_Source passage_
..........

Health Informatics Journal
- Discipline: Health informatics
- Language: English
- Edited by: Rob Procter

Publication details
- History: 1992–present
- Publisher: SAGE Publications
- Frequency: Quarterly
- Impact factor: 1.833 (2017)

Standard abbreviations
- ISO 4: Health Inform. J.

Indexing
- ISSN: 1460-4582 (print) 1741-2811 (web)
- LCCN: sn99039672
- OCLC no.: 49996259

Links
- Journal homepage; Online access; Online archive;

= Health Informatics Journal =

The Health Informatics Journal is a quarterly peer-reviewed medical journal that covers the field of health informatics. its editors-in-chief are Rob Procter (University of Warwick) and P. A. Bath (University of Sheffield). It was established in 1992 and is published by SAGE Publications. Chris Dowd (University of Sheffield) was editor from launch to 1997 and M F Smith from 1997 to 2001.

..........

_Extracted data_
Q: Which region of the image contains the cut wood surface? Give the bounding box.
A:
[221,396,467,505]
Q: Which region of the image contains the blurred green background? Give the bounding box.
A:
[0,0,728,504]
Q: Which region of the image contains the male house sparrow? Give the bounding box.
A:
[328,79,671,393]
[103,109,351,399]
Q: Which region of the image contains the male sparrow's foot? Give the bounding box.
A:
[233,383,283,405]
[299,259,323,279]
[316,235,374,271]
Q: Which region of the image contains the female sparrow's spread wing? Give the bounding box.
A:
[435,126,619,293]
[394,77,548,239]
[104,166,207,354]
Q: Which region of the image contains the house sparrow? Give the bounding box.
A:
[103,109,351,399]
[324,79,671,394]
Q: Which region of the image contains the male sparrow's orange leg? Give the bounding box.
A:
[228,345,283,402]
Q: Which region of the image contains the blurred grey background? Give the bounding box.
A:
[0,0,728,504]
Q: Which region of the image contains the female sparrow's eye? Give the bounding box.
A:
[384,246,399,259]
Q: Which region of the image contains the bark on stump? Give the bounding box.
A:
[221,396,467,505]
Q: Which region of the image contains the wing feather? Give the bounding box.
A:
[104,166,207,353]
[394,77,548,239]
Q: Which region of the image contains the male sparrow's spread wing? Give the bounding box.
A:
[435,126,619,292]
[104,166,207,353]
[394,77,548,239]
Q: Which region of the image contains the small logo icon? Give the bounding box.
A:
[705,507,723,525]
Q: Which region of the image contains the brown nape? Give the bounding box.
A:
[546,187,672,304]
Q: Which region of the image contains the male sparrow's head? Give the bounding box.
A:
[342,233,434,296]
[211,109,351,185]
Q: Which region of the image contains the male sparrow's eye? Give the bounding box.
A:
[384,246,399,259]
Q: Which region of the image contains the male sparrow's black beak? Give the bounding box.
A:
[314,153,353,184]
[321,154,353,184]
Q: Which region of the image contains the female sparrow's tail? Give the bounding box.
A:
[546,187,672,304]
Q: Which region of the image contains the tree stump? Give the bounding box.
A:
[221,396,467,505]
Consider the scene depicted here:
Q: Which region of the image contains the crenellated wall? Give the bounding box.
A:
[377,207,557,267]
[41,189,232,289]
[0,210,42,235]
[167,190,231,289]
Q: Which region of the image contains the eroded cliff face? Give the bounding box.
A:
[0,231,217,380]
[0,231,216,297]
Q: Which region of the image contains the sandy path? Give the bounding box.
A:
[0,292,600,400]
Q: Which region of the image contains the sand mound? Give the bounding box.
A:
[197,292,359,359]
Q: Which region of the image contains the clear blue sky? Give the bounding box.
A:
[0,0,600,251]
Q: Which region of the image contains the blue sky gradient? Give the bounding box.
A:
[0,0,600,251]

..........

_Exercise prompt_
Pick up the article on the Health Informatics Journal after its final sentence and continue writing it.

_Response for this exercise_
== Abstracting and indexing ==
The journal is abstracted and indexed in:
- Science Citation Index Expanded
- Scopus
- Academic Premier
- Educational Research Abstracts Online
- Health & Safety Science Abstracts
- MEDLINE
According to the Journal Citation Reports, the journal has a 2016 impact factor of 3.021, ranking it 6 out of 23 journals in the category "Medical Informatics" and 20 out of 90 journals in the category "Health Care Sciences & Services".